- **Exercise objective**: Emit the line that holds "form in the photo above." and all lines following it through the end of the data, verbatim, and nothing else.

** BEGIN Data shown **

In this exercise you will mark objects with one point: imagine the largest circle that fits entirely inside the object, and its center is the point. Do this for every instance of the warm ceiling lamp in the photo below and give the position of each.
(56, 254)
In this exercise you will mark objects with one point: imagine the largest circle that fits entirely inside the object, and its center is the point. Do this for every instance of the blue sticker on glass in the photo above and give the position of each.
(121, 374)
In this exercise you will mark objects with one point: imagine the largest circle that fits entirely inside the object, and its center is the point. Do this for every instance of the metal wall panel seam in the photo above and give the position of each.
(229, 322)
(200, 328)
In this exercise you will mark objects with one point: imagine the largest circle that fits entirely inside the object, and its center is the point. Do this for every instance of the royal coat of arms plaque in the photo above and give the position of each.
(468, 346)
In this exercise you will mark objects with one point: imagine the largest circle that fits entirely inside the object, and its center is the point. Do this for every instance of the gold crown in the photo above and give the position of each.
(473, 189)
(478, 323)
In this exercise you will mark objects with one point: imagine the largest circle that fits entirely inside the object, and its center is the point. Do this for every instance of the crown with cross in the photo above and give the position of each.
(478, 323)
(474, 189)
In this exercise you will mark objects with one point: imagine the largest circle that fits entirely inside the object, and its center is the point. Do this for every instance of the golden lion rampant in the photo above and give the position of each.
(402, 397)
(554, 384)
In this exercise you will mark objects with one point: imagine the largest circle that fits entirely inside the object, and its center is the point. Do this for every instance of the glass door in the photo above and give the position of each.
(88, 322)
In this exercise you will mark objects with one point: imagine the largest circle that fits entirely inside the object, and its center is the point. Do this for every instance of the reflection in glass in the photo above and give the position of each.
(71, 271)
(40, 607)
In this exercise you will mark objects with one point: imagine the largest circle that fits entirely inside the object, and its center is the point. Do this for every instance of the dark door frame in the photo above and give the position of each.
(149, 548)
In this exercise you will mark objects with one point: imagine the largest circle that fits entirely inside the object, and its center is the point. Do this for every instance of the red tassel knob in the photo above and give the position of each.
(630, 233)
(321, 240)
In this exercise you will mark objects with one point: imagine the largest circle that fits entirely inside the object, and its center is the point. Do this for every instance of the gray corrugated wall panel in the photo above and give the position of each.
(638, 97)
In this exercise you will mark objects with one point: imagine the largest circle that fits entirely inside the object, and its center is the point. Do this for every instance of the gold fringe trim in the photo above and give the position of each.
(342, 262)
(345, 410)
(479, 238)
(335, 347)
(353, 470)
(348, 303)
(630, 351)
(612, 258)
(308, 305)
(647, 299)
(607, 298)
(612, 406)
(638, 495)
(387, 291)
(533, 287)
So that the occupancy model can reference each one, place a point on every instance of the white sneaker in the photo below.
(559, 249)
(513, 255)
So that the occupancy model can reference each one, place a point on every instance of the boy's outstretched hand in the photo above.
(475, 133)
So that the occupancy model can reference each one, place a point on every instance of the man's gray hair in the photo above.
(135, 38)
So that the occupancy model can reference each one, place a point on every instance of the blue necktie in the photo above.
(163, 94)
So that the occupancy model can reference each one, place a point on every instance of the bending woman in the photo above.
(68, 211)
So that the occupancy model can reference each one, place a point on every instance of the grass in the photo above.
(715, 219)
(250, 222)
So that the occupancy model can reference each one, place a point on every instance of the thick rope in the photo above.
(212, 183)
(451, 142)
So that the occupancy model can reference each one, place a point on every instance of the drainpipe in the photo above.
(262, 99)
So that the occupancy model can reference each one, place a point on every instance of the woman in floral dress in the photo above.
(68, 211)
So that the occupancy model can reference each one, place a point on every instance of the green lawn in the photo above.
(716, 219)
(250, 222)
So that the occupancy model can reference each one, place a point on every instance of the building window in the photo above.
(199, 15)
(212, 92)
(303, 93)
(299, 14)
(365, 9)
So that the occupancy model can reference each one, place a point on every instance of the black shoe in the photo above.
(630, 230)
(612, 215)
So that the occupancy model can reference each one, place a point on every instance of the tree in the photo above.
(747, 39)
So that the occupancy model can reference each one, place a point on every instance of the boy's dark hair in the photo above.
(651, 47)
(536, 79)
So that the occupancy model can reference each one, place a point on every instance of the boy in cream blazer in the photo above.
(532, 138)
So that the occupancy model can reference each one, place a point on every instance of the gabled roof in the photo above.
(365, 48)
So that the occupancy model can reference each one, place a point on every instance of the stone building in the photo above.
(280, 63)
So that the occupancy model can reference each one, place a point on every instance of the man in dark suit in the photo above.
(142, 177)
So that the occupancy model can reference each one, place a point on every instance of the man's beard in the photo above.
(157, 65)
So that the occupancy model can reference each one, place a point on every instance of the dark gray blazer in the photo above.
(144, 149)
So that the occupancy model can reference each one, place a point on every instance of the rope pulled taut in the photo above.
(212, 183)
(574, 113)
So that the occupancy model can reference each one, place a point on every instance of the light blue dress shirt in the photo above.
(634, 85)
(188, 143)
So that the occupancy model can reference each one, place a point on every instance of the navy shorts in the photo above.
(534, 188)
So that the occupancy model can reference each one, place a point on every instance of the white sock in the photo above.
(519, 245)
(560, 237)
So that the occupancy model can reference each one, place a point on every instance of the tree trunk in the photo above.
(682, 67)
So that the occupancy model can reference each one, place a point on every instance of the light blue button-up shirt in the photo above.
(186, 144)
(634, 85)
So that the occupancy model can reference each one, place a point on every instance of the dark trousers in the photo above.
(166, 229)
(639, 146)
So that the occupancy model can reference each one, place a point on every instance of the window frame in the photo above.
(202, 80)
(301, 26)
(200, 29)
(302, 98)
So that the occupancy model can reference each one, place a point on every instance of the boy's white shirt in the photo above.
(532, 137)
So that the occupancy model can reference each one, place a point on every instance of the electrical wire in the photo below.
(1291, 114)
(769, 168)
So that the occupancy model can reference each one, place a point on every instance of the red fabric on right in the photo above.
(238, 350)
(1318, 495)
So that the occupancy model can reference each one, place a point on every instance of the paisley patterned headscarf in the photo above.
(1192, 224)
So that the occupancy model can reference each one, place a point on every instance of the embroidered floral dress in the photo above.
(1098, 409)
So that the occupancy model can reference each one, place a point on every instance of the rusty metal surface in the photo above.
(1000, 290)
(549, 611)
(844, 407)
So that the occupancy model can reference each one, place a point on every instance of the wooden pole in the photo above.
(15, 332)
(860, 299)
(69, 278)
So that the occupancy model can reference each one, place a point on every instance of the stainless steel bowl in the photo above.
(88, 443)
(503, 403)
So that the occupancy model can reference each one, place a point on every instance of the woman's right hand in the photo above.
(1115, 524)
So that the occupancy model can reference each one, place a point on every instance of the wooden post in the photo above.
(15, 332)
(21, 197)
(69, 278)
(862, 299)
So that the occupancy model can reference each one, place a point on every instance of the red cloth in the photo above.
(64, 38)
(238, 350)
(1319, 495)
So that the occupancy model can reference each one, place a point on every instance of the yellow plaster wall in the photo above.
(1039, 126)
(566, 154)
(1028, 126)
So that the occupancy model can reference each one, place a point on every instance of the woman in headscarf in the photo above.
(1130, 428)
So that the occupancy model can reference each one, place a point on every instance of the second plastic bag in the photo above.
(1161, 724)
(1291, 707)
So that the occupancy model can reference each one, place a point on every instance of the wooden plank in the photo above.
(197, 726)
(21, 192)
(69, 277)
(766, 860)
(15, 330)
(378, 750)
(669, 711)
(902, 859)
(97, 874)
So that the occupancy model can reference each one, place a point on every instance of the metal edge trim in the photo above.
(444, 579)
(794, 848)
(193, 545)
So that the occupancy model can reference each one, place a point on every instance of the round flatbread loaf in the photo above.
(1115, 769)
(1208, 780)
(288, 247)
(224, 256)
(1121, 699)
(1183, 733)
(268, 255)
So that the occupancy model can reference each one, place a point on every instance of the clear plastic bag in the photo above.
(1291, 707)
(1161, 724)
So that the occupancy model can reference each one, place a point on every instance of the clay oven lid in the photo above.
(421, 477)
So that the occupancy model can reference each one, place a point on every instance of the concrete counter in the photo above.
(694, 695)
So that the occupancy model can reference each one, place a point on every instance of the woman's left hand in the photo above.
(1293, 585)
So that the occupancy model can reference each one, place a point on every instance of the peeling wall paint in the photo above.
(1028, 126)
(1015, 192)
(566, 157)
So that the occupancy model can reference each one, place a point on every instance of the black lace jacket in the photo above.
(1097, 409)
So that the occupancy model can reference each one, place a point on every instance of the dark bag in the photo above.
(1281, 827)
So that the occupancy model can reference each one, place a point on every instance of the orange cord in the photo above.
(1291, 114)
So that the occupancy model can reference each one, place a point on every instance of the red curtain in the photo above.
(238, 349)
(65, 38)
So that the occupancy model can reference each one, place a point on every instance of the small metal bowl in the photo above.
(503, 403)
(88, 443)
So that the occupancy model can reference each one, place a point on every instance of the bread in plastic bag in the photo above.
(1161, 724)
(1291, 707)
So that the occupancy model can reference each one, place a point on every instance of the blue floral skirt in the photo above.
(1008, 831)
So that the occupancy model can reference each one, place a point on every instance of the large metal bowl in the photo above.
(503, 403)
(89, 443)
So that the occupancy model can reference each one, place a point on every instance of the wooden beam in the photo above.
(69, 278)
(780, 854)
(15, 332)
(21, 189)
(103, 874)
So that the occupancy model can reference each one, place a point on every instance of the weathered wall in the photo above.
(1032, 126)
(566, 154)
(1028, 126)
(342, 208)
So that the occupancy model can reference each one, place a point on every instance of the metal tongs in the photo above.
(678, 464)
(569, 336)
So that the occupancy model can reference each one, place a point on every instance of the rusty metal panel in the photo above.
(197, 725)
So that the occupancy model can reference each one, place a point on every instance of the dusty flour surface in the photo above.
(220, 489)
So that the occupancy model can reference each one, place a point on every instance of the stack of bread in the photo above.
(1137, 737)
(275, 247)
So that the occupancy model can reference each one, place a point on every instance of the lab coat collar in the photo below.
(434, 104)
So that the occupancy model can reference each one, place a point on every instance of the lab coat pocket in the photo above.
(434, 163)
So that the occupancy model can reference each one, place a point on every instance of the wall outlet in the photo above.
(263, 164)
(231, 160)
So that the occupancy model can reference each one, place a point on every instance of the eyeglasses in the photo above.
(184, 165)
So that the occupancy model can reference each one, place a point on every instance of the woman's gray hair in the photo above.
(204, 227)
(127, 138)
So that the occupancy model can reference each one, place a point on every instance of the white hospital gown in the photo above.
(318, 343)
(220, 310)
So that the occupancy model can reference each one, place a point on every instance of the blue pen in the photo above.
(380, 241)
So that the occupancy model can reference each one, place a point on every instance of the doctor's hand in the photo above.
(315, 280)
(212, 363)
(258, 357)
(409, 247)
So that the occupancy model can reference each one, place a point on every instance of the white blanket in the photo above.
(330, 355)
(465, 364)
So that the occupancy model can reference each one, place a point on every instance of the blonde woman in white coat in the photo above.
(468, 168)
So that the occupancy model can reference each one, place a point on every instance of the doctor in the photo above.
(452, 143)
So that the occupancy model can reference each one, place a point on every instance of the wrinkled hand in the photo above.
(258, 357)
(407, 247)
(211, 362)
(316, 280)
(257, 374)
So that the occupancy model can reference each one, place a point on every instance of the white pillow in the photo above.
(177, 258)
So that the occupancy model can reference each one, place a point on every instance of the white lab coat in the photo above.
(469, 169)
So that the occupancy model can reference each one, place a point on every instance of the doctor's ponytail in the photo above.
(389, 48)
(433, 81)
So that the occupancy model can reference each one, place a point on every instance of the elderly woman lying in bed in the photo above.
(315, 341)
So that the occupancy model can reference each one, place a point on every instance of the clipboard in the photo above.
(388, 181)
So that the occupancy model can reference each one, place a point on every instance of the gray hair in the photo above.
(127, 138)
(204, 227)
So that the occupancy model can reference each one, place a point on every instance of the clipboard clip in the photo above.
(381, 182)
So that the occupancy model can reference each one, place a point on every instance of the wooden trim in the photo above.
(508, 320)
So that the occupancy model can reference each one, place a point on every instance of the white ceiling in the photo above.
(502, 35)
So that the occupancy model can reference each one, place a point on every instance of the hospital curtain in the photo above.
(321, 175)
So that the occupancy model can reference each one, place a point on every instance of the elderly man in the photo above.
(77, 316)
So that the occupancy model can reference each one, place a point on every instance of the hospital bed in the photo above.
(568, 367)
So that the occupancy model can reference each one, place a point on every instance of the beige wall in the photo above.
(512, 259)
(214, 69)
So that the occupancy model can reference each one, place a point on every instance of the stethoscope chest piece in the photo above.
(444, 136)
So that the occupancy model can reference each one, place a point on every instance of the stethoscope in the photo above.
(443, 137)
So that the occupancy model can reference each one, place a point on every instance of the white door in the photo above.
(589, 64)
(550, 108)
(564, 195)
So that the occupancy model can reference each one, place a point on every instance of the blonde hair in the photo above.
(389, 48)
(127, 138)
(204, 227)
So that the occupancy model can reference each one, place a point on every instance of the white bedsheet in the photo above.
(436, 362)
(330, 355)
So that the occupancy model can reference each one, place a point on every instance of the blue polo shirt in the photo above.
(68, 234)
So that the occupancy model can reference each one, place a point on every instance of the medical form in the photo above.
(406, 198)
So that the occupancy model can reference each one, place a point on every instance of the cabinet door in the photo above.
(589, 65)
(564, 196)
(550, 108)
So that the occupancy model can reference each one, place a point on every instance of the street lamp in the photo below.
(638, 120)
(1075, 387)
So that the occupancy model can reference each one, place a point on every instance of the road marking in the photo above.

** END Data shown **

- **The result**:
So that the occupancy model can reference each one, place a point on every instance of the medical form in the photo above.
(406, 198)
So that the occupancy model can reference each one, place a point on every instance of the cabinet door in the photo above.
(589, 65)
(564, 196)
(550, 108)
So that the occupancy model can reference each one, place a point on every instance of the street lamp in the photo below.
(638, 120)
(1075, 387)
So that the occupancy model can reference each one, place a point on every instance of the road marking in the photo above.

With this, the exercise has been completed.